Data shown -
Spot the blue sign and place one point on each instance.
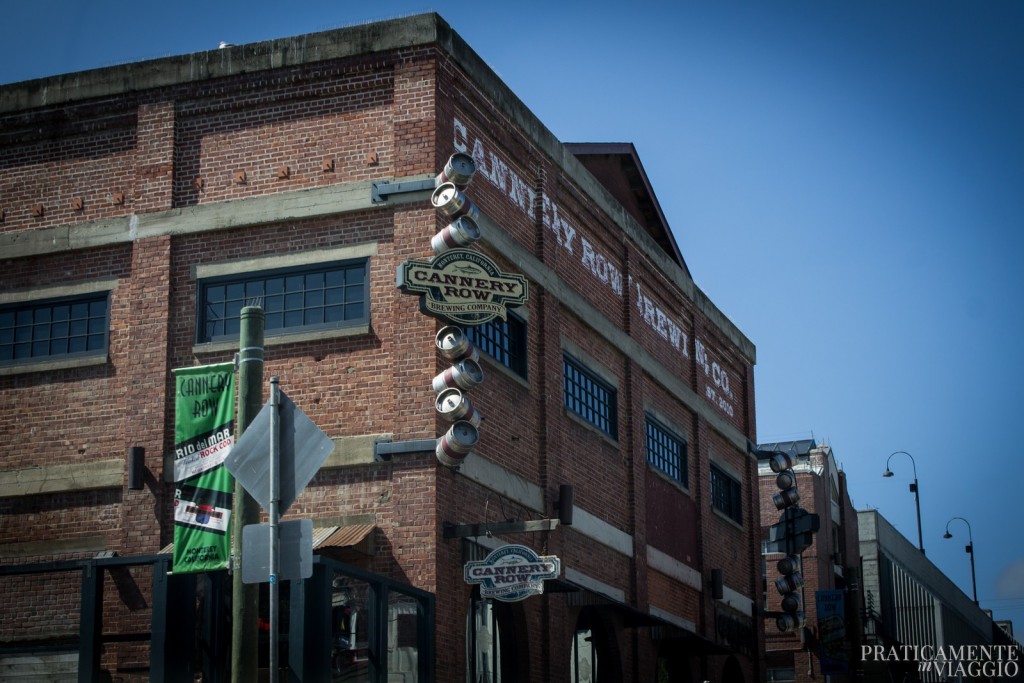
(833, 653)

...

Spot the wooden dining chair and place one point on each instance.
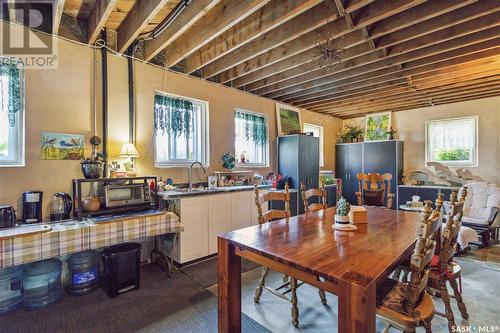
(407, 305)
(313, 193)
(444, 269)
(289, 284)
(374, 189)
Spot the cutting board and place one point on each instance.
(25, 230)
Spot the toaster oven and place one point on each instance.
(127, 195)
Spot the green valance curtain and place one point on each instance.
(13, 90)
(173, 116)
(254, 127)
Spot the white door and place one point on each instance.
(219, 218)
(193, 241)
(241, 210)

Requirement -
How many of the lines above contain the word "each", with case counting? Give only the number.

Solution -
6